### Bagian Latihan
**1.** Terjemahkan ke dalam bahasa Inggris kalimat berikut dari kutipan tentang permainan Lato-Lato: "Banyak di kalangan orang tua yang menanggapi secara positif terkait trend permainan Lato-Lato ini."
**2.** Teruskan kutipan tentang permainan Lato-Lato, dimulai setelah kalimat terakhirnya.

### Kutipan Teks
□ □ □ □ □

Sebab, kemajuan digital yang kita rasakan saat ini, tampaknya melahirkan kekakuan dalam siklus sosial yang semakin berjarak dan penuh individualisme. Tentu, adanya trend romantisme Lato-Lato inilah, tampaknya akan menjadi (wasilah) bagi kebersamaan kita yang “hampir” berada di ujung persemayaman.
Banyak di kalangan orang tua yang menanggapi secara positif terkait trend permainan Lato-Lato ini. Karena anak-anaknya bisa mengurangi aktivitas kesendiriannya dalam bermain game di smartphone tanpa henti. Kini dengan hidupnya trend Lato-Lato, mereka justru lebih banyak bertemu dengan teman-temannya.
Permainan Lato-Lato memang “sedikit” membahayakan jika tidak mengerti cara memainkannya. Namun, secara orientasi, permainan asal Amerika ini mampu menjadi sublime-etis kultural. Melahirkan semacam pola kebersamaan yang sebetulnya menjadi dasar penting bagi kita untuk memperkuat nilai kebangsaan kita sendiri.
Beberapa waktu yang lalu Presiden RI Joko Widodo dengan Ridwan Kamil (Gubernur Jawa Barat) tengah memainkan Lato-Lato, pada saat kunjungan di Subang Jawa Barat. Apa yang dilakukan sosok Presiden dan Gubernur ini semata ingin melestarikan apa yang kita miliki yaitu (kebersamaan) melalui permainan Lato-Lato itu.
Terlebih, adanya dukungan dari pejabat publik bisa meningkatkan perekonomian masyarakat karena penjualan Lato-Lato yang drastis banyak peminatnya. Juga, ini akan menjadi satu komoditas penting dalam membangun kebersamaan di tengah arus digital yang condong individual itu.

□ □ □ □ □

### Data yang Disediakan
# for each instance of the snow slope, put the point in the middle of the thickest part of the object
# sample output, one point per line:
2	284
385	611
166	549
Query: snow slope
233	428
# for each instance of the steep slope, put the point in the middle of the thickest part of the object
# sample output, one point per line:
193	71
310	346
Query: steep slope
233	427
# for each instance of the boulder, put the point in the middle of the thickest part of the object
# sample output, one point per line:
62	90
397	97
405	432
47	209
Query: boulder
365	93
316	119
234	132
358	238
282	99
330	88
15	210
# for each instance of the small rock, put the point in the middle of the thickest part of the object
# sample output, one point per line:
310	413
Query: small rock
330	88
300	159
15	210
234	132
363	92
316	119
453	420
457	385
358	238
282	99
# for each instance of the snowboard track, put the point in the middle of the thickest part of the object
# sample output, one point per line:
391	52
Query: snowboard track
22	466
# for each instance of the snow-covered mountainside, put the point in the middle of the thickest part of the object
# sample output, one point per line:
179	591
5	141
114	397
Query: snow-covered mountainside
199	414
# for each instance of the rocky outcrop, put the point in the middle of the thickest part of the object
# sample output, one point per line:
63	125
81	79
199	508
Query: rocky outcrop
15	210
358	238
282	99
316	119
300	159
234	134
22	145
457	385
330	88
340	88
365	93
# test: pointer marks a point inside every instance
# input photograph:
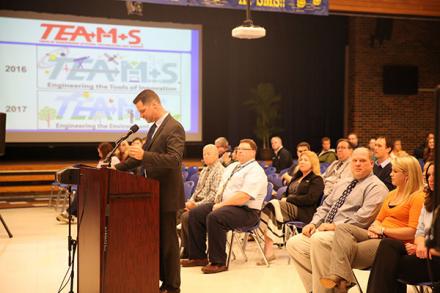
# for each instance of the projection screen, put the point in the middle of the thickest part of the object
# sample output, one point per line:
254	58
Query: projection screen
73	79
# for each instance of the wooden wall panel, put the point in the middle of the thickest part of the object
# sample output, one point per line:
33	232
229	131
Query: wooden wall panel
430	8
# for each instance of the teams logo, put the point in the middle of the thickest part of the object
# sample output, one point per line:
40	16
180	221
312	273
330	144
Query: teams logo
78	34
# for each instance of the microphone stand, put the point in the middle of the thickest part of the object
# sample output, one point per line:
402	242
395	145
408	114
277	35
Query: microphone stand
107	160
71	243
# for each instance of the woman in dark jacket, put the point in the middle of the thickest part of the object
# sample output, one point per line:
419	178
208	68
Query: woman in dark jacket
302	197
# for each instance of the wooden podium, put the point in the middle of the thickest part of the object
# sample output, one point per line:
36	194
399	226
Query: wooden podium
118	232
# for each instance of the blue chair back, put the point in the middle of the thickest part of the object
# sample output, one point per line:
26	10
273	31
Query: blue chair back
184	175
188	188
275	180
323	167
284	171
281	191
192	170
422	163
270	170
262	164
194	178
269	192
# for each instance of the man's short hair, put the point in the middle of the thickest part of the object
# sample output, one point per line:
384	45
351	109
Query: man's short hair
350	146
367	150
212	147
137	138
146	97
277	137
250	142
388	142
222	141
303	143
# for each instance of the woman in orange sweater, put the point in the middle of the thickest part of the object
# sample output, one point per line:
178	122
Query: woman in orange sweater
354	247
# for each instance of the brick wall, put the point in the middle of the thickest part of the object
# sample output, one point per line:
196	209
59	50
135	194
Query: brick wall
371	113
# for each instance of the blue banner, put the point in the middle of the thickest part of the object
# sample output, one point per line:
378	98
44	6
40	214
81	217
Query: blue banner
313	7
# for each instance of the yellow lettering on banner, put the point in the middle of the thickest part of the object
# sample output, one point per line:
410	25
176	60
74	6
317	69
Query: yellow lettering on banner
270	3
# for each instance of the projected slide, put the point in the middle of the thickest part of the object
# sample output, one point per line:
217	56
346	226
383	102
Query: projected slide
75	81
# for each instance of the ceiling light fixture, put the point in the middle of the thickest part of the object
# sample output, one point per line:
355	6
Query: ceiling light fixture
248	30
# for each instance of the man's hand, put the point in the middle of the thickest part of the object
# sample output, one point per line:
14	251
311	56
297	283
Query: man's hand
375	228
217	206
286	178
373	235
309	229
410	248
136	152
327	227
190	204
421	251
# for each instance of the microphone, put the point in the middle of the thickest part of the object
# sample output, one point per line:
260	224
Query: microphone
132	130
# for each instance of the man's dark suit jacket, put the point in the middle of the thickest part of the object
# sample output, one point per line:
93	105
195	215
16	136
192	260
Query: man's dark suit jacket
163	162
282	160
384	174
308	195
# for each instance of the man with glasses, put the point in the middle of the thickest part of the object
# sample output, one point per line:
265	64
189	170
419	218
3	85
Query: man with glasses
237	204
355	200
300	148
339	169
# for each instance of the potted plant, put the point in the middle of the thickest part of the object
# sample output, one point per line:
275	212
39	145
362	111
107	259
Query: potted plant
265	103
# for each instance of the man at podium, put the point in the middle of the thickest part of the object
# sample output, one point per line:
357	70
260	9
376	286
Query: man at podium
161	158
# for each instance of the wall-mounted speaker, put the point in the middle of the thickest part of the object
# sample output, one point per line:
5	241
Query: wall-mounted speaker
2	133
400	80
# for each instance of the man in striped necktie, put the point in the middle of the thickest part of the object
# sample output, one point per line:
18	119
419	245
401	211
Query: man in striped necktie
354	200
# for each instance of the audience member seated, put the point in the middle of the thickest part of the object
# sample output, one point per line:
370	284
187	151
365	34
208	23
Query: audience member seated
122	151
224	151
237	204
352	138
397	149
339	169
382	166
355	247
137	142
428	154
205	191
355	200
300	202
282	158
372	144
407	261
419	151
300	148
103	150
327	154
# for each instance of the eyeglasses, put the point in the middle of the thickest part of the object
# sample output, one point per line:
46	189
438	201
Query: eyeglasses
243	149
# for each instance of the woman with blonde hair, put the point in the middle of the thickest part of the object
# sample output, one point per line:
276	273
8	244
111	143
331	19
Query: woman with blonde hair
355	247
300	201
122	151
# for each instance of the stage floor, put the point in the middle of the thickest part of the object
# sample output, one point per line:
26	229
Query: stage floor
35	260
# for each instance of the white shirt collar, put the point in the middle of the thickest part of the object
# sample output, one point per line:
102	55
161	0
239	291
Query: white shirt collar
161	119
384	163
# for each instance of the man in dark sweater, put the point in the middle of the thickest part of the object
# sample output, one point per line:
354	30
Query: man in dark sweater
282	158
382	166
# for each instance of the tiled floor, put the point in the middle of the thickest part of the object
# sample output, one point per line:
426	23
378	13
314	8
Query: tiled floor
35	260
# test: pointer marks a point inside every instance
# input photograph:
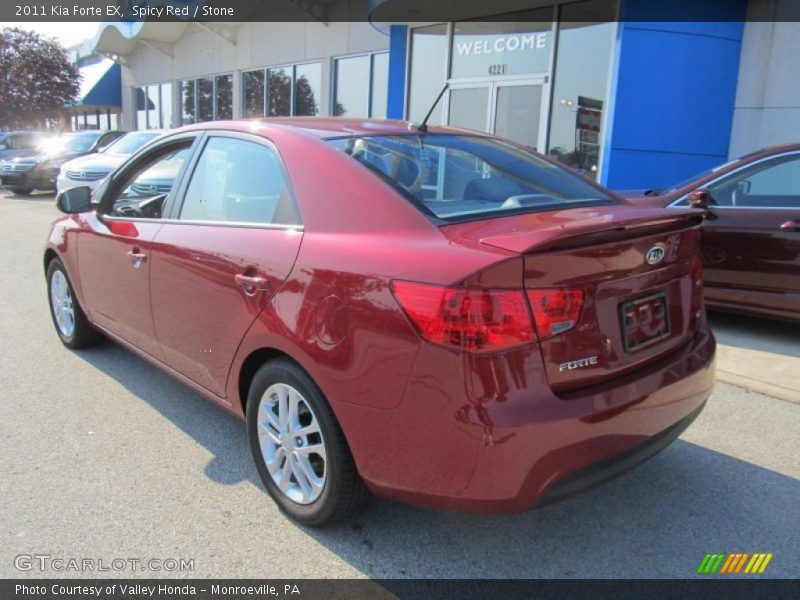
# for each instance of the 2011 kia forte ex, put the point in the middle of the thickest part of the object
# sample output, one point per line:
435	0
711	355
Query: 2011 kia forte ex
434	315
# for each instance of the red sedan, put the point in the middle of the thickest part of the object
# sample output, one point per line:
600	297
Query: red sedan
440	316
751	235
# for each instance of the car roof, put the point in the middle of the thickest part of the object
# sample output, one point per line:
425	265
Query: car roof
325	127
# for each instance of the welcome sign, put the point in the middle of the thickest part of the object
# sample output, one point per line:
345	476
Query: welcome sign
481	53
500	44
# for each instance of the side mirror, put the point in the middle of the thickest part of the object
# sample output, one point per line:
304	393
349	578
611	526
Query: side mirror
74	200
700	199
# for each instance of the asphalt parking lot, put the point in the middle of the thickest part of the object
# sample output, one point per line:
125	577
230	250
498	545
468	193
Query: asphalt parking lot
103	456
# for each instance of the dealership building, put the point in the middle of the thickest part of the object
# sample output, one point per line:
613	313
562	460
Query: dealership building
632	100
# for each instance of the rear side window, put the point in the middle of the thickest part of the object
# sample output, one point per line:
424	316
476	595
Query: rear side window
456	178
238	181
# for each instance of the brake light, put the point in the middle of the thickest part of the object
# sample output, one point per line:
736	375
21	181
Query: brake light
697	271
555	311
472	319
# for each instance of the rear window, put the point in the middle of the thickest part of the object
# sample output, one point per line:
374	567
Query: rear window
458	178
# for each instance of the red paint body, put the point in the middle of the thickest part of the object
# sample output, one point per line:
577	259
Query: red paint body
425	423
751	255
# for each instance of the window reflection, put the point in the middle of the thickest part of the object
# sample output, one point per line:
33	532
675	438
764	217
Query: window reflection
188	102
352	87
308	83
205	99
279	91
224	97
253	90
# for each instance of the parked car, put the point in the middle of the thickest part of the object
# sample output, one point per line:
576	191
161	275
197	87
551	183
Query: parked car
89	170
39	171
19	143
751	234
438	316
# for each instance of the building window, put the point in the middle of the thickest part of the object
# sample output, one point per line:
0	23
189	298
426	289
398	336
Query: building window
253	90
539	77
360	86
153	106
206	99
292	90
583	64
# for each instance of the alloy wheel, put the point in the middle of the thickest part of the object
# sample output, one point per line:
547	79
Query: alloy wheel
61	300
291	443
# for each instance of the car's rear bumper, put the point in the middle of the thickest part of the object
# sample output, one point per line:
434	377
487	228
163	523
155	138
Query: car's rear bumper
509	443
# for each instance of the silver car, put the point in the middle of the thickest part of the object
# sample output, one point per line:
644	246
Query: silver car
90	170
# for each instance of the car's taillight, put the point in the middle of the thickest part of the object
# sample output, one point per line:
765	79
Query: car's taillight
697	271
555	311
471	319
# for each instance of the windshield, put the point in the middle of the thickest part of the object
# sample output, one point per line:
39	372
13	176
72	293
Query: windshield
130	143
702	175
461	177
71	143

□ □ □ □ □

### Jawaban Soal
**1.** Many parents have responded positively to this Lato-Lato game trend.

**2.**
Bahkan kalau kita lebih mendalam membahas permainan tradisional yang semakin waktu semakin ditinggalkan. Tampaknya ini tidak sekadar tentang “relevansi”. Melainkan cara kita melihat peranan di balik permainan itu sendiri.
Anak-anak modern di era kemajuan digital saat ini, mungkin tidak banyak yang berminat dengan permainan tradisional. Layaknya Bola Bekel, kelereng, Cublak Cublak Suweng, Tuk Tuk Gani, lompat tali dan permainan tradisional lainnya. Tentu, kebanyakan di antara mereka mungkin akan lebih senang duduk bermain Mobile Legends, Pubgi dan game lainnya di smartphone.
Walau-pun secara orientasi, permainan tradisional yang disebutkan di atas tidak sekadar hiburan semata. Melainkan ada satu dimensi, di mana permainan selalu berhubungan dengan rasa kebersamaan itu. Hingga mampu menjadi (entitas sosial) yang sejak dulu dipertahankan oleh pendahulu kita.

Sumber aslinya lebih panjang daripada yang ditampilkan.